[start of Listed entries]

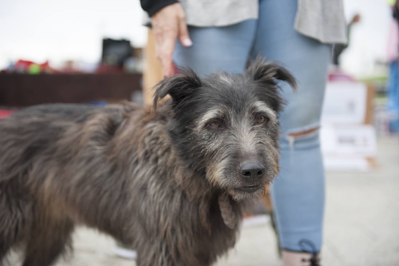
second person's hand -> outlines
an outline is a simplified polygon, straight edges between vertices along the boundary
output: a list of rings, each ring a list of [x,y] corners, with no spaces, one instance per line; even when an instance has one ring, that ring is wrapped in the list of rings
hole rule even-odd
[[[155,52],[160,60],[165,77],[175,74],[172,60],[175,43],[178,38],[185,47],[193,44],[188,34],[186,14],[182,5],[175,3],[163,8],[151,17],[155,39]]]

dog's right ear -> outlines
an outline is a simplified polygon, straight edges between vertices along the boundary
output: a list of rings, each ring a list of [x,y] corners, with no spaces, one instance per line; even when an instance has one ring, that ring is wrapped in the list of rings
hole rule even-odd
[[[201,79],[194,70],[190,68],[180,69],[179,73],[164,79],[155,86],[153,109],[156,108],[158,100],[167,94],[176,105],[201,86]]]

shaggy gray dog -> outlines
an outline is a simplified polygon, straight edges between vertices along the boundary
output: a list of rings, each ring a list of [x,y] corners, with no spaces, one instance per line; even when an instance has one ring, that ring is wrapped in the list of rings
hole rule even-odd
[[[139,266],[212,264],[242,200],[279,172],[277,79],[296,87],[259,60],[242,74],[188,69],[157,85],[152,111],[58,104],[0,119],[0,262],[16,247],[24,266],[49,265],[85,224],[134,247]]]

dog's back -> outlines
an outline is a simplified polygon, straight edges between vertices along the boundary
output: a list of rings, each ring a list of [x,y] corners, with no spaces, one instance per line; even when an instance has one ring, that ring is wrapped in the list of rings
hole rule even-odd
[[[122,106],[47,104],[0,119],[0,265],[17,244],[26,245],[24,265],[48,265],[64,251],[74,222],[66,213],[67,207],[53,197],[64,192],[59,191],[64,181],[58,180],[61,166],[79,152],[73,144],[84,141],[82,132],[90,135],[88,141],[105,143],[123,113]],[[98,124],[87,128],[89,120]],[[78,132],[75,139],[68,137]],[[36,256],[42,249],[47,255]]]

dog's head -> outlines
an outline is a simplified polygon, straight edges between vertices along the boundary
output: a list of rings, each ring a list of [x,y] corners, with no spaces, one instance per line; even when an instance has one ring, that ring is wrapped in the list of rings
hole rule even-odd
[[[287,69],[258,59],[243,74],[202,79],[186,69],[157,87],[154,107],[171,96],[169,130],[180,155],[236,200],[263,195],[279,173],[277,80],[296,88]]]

[end of Listed entries]
[start of Listed entries]

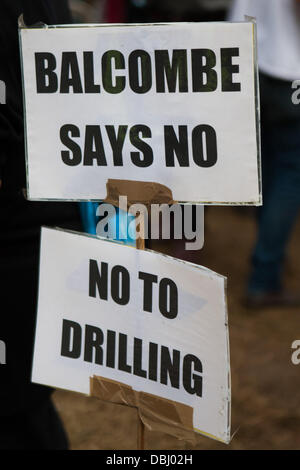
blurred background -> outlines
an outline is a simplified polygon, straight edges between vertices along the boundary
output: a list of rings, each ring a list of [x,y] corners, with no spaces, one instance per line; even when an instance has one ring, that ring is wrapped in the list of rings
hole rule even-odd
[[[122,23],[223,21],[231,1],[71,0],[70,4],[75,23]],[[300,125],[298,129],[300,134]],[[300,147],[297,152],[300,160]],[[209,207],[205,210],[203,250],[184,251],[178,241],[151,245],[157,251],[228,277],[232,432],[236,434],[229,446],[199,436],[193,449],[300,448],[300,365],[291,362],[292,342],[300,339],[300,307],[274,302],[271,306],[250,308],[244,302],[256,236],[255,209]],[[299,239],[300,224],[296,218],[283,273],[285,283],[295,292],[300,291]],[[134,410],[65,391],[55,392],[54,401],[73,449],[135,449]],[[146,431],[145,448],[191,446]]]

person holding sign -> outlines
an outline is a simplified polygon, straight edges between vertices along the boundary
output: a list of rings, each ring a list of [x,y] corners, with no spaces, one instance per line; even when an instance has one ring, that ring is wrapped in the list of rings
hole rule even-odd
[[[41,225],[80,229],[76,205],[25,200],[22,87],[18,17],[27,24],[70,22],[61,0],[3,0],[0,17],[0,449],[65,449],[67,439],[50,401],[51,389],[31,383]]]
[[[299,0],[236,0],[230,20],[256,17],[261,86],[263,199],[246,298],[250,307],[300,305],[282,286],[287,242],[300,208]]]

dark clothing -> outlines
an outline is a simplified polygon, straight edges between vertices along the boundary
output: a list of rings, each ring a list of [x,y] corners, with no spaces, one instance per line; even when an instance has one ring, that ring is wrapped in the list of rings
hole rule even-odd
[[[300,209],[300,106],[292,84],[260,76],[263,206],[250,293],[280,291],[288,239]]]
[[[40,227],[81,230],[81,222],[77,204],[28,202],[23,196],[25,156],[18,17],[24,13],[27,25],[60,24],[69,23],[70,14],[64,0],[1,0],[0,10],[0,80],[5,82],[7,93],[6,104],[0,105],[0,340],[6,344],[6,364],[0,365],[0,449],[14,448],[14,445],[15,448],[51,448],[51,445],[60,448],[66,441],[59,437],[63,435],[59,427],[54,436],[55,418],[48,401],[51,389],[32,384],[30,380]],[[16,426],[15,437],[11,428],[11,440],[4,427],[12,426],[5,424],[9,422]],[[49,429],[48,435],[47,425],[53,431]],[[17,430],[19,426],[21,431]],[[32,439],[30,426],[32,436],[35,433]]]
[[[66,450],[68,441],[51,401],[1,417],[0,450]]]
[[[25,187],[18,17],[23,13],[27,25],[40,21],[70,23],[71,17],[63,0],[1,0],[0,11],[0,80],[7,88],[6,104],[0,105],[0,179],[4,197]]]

[end of Listed entries]

**What the task requires**
Pick out each line in the data above that contains the word "outlines" and copy it.

**Result**
second person's hand -> outlines
dog's right ear -> outlines
shaggy gray dog -> outlines
dog's back -> outlines
dog's head -> outlines
blurred background -> outlines
person holding sign -> outlines
dark clothing -> outlines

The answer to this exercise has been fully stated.